== ВЫБРАННЫЙ ОТРЫВОК ==
****************

Широк человек, говорил Достоевский. Широк, думаю я, наивен и глуп. Ведь к этому времени я уже написала повесть «Этого достаточно», в которой моя героиня Елена Николаевна, получив такую же бумагу о реабилитации мужа, думает: «Господи, какой день! Можно плакать, можно биться головой о чугунную решетку на Чистопрудном бульваре, но ничего нельзя изменить, вернуть. Все исчезло, превратилось в пепел, и вместо горсти пепла эта бумага в руках!»
Какое уж тут – бежать вприпрыжку… Но, кажется, я не совсем права: через несколько строк в той повести – фраза: «Ликование уже померкло в ней». Значит, было и ликование? Как не доверять тому, что вывела рука!
А с публикацией этой повести целая история. В «Советском писателе» потребовали разрешения от самого ЦК. Не ища никаких окольных путей (как тогда с Высоцким), решили идти официально, напролом. На семейном (в смысле дружеском, что, собственно, одно и то же) совете договорились о письме к Яковлеву. Александр Николаевич Яковлев – секретарь ЦК по идеологии. Письмо к нему (от моего имени) сочинила Инна (оно и сейчас у меня, черновик, написанный ее рукой): «…Один из героев повести – венгерский политэмигрант, приехавший в Россию в 1924 году… Фигура эта вымышленная, хотя в основе повести лежат реальные судьбы людей…»
Рукопись моей повести и это письмо Наталья отнесла в приемную ЦК на Старую площадь. Просто передала в окошечко, и всё. Я сильно сомневалась, что из этого что-нибудь получится. И вдруг – депеша из Союза писателей СССР.

****************

== ИСХОДНЫЕ ДАННЫЕ ==

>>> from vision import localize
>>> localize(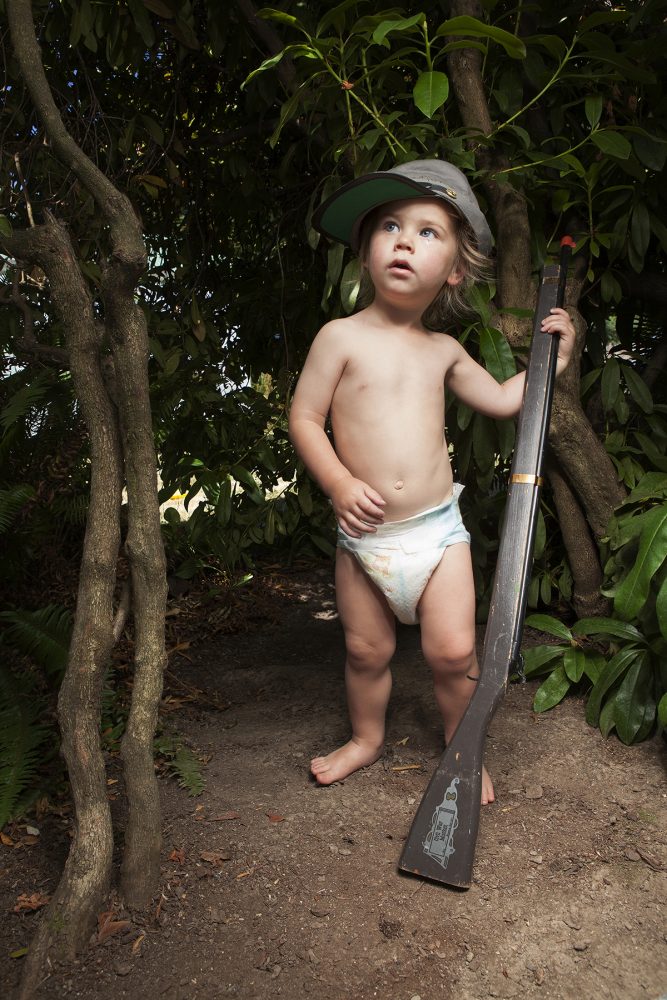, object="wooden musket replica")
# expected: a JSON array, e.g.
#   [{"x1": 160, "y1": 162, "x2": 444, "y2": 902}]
[{"x1": 399, "y1": 236, "x2": 575, "y2": 888}]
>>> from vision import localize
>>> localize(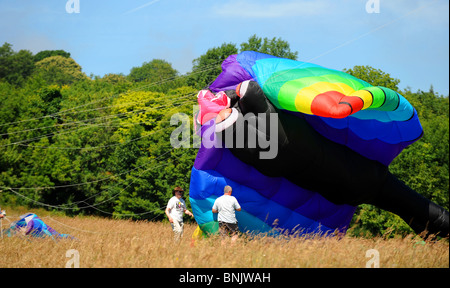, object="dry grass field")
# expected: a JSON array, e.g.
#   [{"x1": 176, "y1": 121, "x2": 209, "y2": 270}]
[{"x1": 0, "y1": 207, "x2": 449, "y2": 268}]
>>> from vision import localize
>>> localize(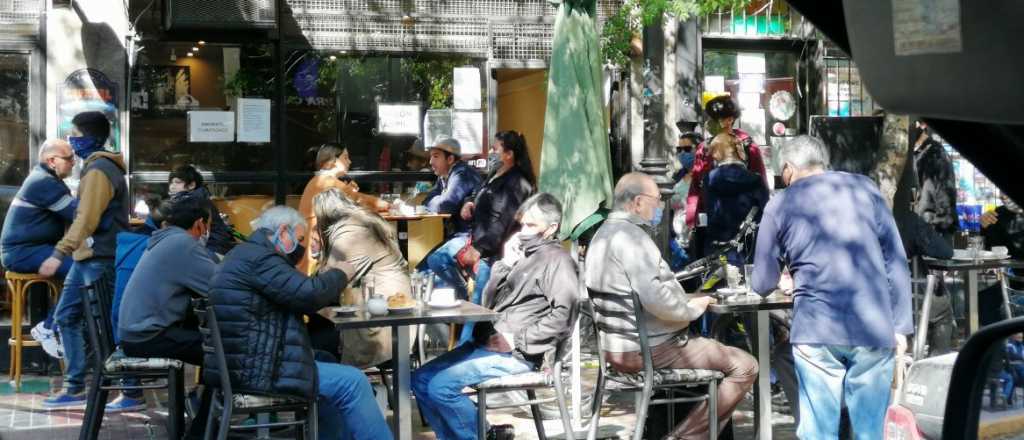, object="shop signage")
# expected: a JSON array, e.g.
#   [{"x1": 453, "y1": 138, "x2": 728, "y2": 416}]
[
  {"x1": 452, "y1": 112, "x2": 483, "y2": 155},
  {"x1": 237, "y1": 98, "x2": 270, "y2": 143},
  {"x1": 57, "y1": 69, "x2": 121, "y2": 151},
  {"x1": 454, "y1": 68, "x2": 480, "y2": 111},
  {"x1": 188, "y1": 112, "x2": 234, "y2": 142},
  {"x1": 377, "y1": 103, "x2": 421, "y2": 136}
]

****************

== ЗАДАНИЕ ==
Продолжите отрывок воспоминаний о том, как добивались публикации повести «Этого достаточно»: пишите сразу после его последнего предложения.

== ИТОГ РАБОТЫ ==
Надо сказать, что, пускаясь вместе со Стреляным в авантюру издания книги, мы пошли на обман. Мне, живущей в Ленинграде, нельзя было издаваться в московском «Совписе», а только в его ленинградском филиале. Но в Ленинграде меня с моей одиозной биографией «ни в жисть» бы не издали. И главное – здесь не было Стреляного.
Мы договорились с ним скрыть факт моей ленинградской прописки, и в договоре я, ужасно боясь разоблачения, указала адрес Натальи как свой. На ее адрес и поступило высочайшее разрешение: «В связи с Вашим обращением в ЦК КПСС по поводу повести “Этого достаточно”, сообщаю Вам, что издательство “Советский писатель” вторично рассмотрело рукопись и пришло к выводу, что повесть может быть опубликована… С уважением, секретарь Правления СП СССР Ю. Грибов. 18 декабря 1987 г.».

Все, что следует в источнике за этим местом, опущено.